§ Work task:
Answer these questions from the article below on Berkshire's canceled shareholder weekend:
1. How many people does the weekend attract?
2. On what date and on what service will the annual meeting be live-streamed?
3. How long does the formal annual meeting last?

*** Supplied passage ***

Pandemic forces Buffett to cancel massive annual shareholder weekend
WARREN Buffett has said the coronavirus pandemic forced him to cancel Berkshire Hathaway’s annual shareholder weekend, the largest gathering in corporate America, because safety of participants and wider community was paramount.
The weekend, which Berkshire’s billionaire chairman calls ‘Woodstock for Capitalists’ and attracts more than 40,000 people, had been scheduled for May 1-3 in several locations across Omaha, Nebraska, where Berkshire is based.
Buffett said “events have moved very fast” since he discussed the weekend in his February 22 shareholder letter.
Berkshire’s annual meeting will still be live-streamed on May 2 on Yahoo Finance, but shareholders cannot physically attend and surrounding events have been cancelled.
“Large gatherings can pose a health threat to the participants and the greater community,” Buffett said. “We won’t ask this of our employees and we won’t expose Omaha to the possibility of becoming a ‘hot spot’ in the current pandemic.”
Buffett’s hand was forced after the World Health Organisation declared the coronavirus outbreak a pandemic, countries and cities worldwide curbed large gatherings of people, and many other companies cancelled events or moved them online.
The formal annual meeting lasts about 15 minutes, and has been preceded by five hours during which Buffett (89) and Berkshire vice-chairman Charlie Munger (96) answer shareholder questions. Buffett said they may still field some questions.

*** End of Supplied passage ***
*** Recorded data ***

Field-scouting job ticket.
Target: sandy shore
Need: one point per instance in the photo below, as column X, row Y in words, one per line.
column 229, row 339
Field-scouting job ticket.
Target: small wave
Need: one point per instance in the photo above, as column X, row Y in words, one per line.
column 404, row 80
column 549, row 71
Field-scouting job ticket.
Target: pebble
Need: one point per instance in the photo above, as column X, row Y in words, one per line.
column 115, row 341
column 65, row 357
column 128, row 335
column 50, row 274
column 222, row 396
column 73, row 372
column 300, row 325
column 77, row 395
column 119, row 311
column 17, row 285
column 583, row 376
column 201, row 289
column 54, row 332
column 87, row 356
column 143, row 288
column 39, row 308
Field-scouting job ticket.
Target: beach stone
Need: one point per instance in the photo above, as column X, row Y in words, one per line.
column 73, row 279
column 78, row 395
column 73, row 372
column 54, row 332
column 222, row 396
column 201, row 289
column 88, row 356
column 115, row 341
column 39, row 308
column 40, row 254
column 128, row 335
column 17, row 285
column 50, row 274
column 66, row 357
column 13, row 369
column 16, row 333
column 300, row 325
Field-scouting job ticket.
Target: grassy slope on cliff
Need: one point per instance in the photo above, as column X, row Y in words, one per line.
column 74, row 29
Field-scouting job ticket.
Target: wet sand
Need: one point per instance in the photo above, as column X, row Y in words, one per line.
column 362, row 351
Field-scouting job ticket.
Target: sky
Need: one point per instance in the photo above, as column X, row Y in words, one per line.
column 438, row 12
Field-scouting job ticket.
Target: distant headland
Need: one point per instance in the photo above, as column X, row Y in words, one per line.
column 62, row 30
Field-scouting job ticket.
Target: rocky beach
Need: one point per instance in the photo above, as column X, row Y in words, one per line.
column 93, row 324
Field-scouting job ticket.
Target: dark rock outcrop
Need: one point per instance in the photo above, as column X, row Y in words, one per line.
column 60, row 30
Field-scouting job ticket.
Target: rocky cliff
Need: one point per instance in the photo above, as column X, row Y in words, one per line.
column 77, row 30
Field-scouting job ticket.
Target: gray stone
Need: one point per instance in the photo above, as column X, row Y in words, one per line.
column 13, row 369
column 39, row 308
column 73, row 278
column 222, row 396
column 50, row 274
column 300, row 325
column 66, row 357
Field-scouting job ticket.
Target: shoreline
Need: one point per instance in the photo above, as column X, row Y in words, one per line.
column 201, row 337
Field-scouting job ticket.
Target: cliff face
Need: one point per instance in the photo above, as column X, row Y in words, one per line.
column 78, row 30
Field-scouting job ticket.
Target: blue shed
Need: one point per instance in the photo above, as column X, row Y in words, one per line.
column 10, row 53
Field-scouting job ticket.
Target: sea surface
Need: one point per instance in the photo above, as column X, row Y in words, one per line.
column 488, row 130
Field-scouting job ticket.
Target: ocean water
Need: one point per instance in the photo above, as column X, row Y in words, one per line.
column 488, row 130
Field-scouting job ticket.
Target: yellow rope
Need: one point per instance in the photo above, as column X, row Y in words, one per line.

*** End of Recorded data ***

§ Solution:
1. More than 40,000 people.
2. May 2, on Yahoo Finance.
3. About 15 minutes.